## Page text
◆ ◆ ◆ ◆ ◆

What is Virtualisation?

Traditionally an operating system ran on a piece of hardware. In days of old, resources like CPU power, RAM and disk space were low. Wasting precious resources on multiple OSes on one machine was not very smart.

Now days we have Terabytes of disk space, Gigabytes of RAM, and multi-core processors. The idea of running two or more OSes on one physical server isn't such a difficult thing

More than one OS on a server? Why bother?

For plenty of reasons. Security is a big one. Running multiple services on a single physical OS means you have multiple entry-points into your server. You're no longer relying on just the server's OS as your security system. Each and every running service becomes a point of vulnerability. Locking each of these into a virtualised OS means that, while you still have the point of vulnerability, it means that if someone did break into your website, for instance, your finance database isn't on the same server, and thus has at least one layer of security between it and the nasty person breaking in.

Another is rapid recovery after disaster. It's nice to have a server, but what happens when that server breaks? Traditional backups only get you so far. There's time to restore the backup to the old hardware (assuming it's not the hardware that broke) and potentially wipe new data that exists between your current system and the last backup, or there's the woes of restoring data to an entirely new piece of hardware which can mean driver woes and hardware issues depending on your OS.

◆ ◆ ◆ ◆ ◆

## Dataset excerpts
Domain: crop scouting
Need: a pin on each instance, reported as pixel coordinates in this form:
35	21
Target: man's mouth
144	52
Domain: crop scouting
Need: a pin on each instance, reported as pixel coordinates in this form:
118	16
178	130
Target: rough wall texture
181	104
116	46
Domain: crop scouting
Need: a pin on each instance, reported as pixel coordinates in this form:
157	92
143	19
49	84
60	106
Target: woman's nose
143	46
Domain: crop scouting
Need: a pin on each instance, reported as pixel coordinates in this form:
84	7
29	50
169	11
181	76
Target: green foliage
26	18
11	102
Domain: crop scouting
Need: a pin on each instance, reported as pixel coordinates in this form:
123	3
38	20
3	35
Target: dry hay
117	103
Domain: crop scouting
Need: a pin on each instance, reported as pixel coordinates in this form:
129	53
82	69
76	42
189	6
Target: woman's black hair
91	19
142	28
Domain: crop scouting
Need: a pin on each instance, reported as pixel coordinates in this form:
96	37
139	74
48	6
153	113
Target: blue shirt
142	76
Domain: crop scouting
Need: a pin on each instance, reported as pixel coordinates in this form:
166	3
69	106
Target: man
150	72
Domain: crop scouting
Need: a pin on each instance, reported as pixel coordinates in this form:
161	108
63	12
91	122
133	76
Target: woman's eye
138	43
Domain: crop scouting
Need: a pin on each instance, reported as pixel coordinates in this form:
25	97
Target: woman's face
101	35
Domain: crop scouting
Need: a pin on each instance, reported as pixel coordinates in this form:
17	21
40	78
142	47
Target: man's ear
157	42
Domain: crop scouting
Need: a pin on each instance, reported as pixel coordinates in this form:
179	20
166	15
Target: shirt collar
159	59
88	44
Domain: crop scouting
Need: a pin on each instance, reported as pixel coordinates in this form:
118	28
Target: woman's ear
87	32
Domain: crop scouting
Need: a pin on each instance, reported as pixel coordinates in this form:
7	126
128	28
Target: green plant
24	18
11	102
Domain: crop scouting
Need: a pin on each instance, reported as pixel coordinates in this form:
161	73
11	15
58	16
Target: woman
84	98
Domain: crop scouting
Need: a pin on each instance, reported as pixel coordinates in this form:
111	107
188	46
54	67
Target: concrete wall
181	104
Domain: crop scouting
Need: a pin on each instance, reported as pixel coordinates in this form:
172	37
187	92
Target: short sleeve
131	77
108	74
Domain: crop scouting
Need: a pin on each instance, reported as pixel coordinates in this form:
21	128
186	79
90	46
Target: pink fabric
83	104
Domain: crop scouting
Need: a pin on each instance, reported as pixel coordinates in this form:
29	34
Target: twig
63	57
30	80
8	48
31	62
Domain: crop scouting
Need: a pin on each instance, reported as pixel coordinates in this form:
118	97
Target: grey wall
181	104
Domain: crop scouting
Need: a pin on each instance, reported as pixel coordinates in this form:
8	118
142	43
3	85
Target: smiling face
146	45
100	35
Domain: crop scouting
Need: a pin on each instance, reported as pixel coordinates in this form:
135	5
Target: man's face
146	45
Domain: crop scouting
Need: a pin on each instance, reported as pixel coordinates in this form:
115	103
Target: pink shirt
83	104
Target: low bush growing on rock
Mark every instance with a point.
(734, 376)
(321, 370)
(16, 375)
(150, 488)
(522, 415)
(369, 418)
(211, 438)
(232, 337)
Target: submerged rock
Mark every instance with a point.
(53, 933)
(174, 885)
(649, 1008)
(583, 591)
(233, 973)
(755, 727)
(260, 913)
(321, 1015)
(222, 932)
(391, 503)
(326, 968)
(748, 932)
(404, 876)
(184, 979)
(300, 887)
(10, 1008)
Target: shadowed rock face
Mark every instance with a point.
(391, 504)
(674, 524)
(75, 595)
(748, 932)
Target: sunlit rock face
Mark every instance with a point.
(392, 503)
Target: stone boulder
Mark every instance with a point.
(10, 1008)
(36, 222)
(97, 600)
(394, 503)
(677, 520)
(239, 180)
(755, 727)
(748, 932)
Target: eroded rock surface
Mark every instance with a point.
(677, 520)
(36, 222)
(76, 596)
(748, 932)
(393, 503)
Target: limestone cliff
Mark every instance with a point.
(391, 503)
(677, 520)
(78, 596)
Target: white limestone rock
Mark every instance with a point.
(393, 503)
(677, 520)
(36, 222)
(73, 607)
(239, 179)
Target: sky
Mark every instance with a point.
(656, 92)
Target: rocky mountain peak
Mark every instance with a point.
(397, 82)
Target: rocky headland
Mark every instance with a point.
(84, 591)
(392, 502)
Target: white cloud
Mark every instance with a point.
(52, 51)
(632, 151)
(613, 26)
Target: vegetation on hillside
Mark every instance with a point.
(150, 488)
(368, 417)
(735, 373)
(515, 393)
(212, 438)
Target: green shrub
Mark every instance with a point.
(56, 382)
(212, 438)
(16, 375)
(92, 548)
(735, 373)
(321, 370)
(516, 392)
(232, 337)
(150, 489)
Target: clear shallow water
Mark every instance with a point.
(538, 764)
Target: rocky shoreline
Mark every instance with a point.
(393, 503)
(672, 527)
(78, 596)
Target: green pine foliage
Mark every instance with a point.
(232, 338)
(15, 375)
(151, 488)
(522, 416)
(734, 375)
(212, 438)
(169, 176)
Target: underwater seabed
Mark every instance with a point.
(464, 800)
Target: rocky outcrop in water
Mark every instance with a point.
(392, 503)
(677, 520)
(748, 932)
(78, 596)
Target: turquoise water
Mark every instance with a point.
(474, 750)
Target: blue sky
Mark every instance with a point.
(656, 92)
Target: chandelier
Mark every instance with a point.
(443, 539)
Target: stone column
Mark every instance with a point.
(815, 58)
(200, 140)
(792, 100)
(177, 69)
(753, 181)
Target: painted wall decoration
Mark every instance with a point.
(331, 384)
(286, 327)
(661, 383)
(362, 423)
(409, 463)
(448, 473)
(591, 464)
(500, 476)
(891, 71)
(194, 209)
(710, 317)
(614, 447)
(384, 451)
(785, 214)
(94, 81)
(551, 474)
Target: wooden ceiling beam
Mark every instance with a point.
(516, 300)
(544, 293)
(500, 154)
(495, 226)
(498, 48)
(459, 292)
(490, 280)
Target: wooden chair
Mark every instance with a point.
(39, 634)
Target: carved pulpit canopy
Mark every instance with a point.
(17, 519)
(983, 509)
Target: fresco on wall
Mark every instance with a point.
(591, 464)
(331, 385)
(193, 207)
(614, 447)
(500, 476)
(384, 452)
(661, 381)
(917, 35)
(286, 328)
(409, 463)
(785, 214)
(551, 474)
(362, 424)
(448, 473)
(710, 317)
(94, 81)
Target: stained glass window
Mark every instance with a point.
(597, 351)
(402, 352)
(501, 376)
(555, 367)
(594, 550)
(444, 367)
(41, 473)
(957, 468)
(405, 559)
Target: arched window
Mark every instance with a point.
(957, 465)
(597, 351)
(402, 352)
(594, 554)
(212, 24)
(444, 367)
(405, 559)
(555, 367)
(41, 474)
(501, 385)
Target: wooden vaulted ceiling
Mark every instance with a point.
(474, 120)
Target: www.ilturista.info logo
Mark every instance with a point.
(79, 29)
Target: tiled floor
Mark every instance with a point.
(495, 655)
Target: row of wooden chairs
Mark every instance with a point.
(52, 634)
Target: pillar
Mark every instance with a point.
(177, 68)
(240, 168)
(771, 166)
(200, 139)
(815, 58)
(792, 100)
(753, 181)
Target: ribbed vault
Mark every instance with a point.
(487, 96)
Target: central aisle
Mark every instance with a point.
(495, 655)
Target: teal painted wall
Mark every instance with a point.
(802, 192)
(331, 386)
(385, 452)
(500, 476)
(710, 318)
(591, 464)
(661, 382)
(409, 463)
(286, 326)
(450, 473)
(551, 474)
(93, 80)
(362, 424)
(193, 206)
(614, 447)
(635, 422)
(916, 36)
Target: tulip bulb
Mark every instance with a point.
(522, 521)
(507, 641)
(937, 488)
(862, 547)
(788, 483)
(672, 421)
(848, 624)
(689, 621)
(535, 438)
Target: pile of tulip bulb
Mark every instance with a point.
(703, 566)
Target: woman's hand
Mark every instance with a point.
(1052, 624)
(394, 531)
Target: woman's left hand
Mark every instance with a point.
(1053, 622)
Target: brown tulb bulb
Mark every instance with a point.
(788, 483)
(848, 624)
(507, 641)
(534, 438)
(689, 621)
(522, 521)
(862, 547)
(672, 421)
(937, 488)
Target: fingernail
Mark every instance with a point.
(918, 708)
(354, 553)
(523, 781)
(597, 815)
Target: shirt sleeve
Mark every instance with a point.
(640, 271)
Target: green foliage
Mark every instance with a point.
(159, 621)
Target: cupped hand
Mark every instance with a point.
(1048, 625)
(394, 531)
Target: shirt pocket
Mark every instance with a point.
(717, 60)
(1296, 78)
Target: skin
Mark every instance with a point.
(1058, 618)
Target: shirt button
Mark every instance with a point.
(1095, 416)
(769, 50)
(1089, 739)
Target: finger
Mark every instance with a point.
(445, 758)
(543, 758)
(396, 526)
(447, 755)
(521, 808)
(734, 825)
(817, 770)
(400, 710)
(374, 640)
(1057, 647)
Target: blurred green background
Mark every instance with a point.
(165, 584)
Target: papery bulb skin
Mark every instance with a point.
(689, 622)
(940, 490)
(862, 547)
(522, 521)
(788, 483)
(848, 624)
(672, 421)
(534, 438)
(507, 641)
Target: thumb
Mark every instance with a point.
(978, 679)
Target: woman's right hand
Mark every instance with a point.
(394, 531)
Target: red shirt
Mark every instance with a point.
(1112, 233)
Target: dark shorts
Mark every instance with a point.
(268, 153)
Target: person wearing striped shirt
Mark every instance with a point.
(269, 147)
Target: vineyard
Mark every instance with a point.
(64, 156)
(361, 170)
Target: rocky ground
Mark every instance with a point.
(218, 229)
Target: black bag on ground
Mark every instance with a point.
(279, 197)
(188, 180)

◆ ◆ ◆ ◆ ◆

## Exercise tasks
**a.** Do these statements agree with the text about virtualization above? Answer yes or no for each, and quote the words of the text that decide it.
(i) In the past, resources such as CPU power, RAM and disk space were low.
(ii) Running multiple services on a single physical OS gives a server only one entry-point.
(iii) Traditional backups are a complete answer to recovery after disaster.
**b.** Can you carry on the text about virtualization from the point where it stops?

## Task results
**a.**
(i) Yes: "In days of old, resources like CPU power, RAM and disk space were low."
(ii) No: "Running multiple services on a single physical OS means you have multiple entry-points into your server."
(iii) No: "Traditional backups only get you so far."

**b.**
Virtualised servers mean that your server is nothing more than an image (think like an .ISO file, which is an image of a CD, except now you have a hard disk image). Moving an image around isn't difficult. "backups" mean pausing your virtual server, copying the disk image across the network to another box, and unpausing. If the first physical server breaks, merely turn the image on at the other location. All settings and virtualised hardware remain the same, and the machine magically turns on as if nothing went wrong. Then you can take all the time in the world to fix the first virtual machine, and copy any vital information off the image.

Redundancy becomes a nice side effect of the above. It's possible to have entire servers migrate to other physical locations in mere seconds, meaning downtime is greatly reduced. Likewise if you need to upgrade physical hardware, you can migrate a virtual server to another box, and the end users don't even know the difference.

Cost saving is another. Virtualised servers don't need switches, network cards, cabling, fibre optic HBAs, RAID controllers, etc, etc.

Disadvantages Performance: if your workload is very strenuous, particularly when it comes to I/O (say, VERY large databases, etc) virtualisation might not be a preferred option. Where I currently work, we keep all of our application and management systems on virtualised hosts (the bulk of our servers in pure number of installs), and our databases and data warehouse on physical machines to keep performance high (only a few servers, but they are very important and need to be working at maximum throughput 24/7).

Software licensing: Licensing can be a downer for virtualisation. Linux folk don't have to worry of course, but Microsoft want to charge you per machine. Have 10 virtualised Windows servers on a single Linux host, and Microsoft will demand 10 licenses paid for. Bummer.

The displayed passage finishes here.